_SELECTED PASSAGE:_
** Begin **

Just replace every file access with a solution of a memory mapped file.
It is something I am about to do with compiling something transparently in the background to op codes and execute those from within Java.
-
But thinking about your original question it seams you want to speed up compilation and your edit and run cycle. First of all get a SSD-Disk you get almost memory speed (use a PCI version) and lets say its C we are talking about. C does this linking step resulting in very complex operations that are likely to take more time than reading and writing from / to disk. So just put everything on SSD and live with the lag.
Finally the answer to OP question is yes!

** End **

Continue the forum reply about speeding up compilation with memory-mapped files and SSDs, starting after its final sentence.

_DATA PROVIDED:_
** Begin **

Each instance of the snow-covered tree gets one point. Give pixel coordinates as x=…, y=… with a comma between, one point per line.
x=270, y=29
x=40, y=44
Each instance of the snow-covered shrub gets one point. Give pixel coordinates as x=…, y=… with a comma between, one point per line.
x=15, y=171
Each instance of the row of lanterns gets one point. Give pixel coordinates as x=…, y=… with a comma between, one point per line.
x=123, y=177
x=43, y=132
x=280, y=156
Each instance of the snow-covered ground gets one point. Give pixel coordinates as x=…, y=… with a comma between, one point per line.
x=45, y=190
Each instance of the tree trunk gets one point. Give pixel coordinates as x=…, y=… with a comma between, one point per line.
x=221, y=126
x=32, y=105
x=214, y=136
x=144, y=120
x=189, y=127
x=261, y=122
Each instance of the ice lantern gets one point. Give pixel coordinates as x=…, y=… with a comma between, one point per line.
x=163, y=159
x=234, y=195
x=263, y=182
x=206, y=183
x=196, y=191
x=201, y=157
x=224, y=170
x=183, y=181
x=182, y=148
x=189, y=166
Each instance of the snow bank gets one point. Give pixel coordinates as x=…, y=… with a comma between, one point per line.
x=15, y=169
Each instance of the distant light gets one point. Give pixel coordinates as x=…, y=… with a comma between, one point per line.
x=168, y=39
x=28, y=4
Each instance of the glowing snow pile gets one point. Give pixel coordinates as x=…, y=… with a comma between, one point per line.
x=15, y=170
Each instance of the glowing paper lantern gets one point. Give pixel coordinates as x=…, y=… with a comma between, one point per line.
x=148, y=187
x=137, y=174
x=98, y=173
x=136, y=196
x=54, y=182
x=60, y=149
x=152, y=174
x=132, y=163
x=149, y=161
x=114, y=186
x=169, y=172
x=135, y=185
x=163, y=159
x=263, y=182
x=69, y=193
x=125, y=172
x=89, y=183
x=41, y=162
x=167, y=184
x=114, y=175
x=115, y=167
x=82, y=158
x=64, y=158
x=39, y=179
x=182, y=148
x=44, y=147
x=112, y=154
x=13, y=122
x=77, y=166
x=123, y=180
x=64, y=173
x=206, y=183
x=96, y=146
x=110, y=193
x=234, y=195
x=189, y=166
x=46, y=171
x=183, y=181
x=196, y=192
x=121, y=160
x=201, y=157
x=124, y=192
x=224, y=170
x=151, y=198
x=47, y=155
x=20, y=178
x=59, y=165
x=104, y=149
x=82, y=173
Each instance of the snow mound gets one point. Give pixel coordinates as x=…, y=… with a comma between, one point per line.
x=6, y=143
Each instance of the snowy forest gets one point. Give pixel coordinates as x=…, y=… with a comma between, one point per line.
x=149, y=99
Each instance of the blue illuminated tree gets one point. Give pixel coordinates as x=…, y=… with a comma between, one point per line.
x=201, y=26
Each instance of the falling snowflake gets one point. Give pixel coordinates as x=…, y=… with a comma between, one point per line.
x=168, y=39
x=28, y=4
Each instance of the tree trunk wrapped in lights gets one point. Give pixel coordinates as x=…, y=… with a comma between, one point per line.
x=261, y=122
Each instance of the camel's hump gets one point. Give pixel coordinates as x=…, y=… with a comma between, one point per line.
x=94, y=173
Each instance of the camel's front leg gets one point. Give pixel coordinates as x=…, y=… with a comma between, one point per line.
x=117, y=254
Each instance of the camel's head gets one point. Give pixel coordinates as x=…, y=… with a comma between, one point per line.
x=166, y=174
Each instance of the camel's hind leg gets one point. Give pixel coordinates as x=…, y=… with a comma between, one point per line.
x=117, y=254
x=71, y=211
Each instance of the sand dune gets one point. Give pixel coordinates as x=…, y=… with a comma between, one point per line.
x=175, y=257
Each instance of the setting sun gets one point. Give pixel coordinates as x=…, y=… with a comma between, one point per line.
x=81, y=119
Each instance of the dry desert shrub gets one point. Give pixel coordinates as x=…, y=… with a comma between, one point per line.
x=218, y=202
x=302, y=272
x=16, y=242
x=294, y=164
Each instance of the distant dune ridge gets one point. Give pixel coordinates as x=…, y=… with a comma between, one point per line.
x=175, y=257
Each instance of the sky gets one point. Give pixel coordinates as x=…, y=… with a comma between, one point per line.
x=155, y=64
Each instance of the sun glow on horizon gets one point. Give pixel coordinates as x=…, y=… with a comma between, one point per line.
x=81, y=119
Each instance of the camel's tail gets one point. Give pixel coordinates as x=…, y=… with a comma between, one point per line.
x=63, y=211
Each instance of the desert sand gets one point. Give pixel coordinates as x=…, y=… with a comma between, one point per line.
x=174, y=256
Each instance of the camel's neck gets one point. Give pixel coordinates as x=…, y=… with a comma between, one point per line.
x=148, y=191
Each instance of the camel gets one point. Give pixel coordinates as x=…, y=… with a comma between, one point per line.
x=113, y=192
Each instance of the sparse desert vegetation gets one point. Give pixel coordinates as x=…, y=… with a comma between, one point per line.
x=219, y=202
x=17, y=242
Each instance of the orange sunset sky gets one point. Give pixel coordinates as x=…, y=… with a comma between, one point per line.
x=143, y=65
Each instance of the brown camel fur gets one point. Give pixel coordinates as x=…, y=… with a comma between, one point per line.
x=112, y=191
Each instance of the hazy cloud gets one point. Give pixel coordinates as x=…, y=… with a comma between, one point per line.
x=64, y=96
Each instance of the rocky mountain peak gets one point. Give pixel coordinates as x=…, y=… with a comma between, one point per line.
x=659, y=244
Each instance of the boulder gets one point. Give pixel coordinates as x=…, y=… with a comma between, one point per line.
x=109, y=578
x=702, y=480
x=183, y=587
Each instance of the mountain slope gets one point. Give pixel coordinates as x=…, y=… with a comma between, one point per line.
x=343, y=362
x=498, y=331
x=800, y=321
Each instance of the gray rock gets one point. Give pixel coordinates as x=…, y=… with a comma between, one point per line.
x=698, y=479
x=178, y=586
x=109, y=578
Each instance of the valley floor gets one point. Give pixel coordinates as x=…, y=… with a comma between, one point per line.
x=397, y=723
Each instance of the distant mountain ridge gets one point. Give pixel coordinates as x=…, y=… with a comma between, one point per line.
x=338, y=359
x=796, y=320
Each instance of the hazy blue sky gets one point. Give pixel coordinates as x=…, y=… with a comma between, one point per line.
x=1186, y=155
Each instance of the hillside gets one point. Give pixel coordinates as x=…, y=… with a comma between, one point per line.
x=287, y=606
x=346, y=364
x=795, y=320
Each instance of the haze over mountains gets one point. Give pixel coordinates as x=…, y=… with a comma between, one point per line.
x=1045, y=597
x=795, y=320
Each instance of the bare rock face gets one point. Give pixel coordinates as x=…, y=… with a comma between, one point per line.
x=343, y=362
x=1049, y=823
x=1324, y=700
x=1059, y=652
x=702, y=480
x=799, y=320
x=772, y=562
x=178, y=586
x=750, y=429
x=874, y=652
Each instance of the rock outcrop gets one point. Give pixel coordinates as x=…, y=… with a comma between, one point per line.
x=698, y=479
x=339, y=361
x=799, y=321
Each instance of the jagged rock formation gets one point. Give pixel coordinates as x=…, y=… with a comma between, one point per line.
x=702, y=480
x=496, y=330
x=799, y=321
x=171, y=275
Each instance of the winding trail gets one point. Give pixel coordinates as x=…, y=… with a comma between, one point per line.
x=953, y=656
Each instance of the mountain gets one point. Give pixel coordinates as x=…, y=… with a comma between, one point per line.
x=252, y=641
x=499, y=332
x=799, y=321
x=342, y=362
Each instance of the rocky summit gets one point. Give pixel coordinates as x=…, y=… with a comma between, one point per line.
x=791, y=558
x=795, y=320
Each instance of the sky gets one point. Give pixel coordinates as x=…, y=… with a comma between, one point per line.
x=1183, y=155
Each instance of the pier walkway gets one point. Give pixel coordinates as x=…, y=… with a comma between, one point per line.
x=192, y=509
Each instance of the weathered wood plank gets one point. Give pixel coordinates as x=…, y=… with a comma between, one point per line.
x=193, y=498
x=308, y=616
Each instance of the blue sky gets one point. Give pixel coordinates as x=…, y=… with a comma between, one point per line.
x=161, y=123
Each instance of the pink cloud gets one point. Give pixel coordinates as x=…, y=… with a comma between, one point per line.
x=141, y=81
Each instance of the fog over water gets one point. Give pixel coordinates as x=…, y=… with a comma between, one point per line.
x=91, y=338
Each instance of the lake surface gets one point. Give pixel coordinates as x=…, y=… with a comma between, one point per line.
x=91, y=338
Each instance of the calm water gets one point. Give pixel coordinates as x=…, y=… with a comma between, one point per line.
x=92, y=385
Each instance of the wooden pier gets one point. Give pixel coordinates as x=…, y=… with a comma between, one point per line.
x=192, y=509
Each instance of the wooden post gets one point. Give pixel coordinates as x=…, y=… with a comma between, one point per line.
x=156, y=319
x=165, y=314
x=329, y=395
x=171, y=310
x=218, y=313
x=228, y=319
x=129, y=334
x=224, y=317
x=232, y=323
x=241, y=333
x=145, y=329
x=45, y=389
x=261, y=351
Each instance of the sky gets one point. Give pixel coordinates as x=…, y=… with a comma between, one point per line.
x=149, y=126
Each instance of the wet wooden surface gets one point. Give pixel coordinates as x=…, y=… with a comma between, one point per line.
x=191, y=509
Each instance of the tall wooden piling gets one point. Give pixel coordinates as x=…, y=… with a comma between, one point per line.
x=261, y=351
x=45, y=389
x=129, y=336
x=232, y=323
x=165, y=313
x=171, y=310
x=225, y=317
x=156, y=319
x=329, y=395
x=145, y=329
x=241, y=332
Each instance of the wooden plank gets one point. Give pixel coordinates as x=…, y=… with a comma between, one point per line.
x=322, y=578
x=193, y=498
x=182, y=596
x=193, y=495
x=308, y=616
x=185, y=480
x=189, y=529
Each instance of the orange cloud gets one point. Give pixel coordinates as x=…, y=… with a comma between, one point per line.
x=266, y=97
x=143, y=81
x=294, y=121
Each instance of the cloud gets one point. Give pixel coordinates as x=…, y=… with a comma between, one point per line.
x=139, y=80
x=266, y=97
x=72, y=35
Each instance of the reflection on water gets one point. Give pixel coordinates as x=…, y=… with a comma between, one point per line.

** End **

_ANSWER TO THE TASK:_
I found memrun repo from guitmz, that demoed running (x86_64) ELF from memory, with golang and assembler. I forked that, and provided C version of memrun, that runs ELF binaries (verified on x86_64 and armv7l), either from standard input, or via first argument process substitution. The repo contains demos and documentation (memrun.c is 47 lines of code only):
https://github.com/Hermann-SW/memrun/tree/master/C#memrun
Here is simplest example, with "-o /dev/fd/1" gcc compiled ELF gets sent to stdout, and piped to memrun, which executes it:
pi#raspberrypi400:~/memrun/C $ gcc info.c -o /dev/fd/1 | ./memrun
My process ID : 20043
argv[0] : ./memrun
no argv[1]
evecve --> /usr/bin/ls -l /proc/20043/fd
total 0
lr-x------ 1 pi pi 64 Sep 18 22:27 0 -> 'pipe:[1601148]'
lrwx------ 1 pi pi 64 Sep 18 22:27 1 -> /dev/pts/4
lrwx------ 1 pi pi 64 Sep 18 22:27 2 -> /dev/pts/4
lr-x------ 1 pi pi 64 Sep 18 22:27 3 -> /proc/20043/fd
pi#raspberrypi400:~/memrun/C $
The reason I was interested in this topic was usage in "C script"s. run_from_memory_stdin.c demonstrates all together:
pi#raspberrypi400:~/memrun/C $ wc memrun.c | ./run_from_memory_stdin.c
foo
bar 42
47 141 1005 memrun.c
pi#raspberrypi400:~/memrun/C $
The C script producing shown output is so small ...
#!/bin/bash
echo "foo"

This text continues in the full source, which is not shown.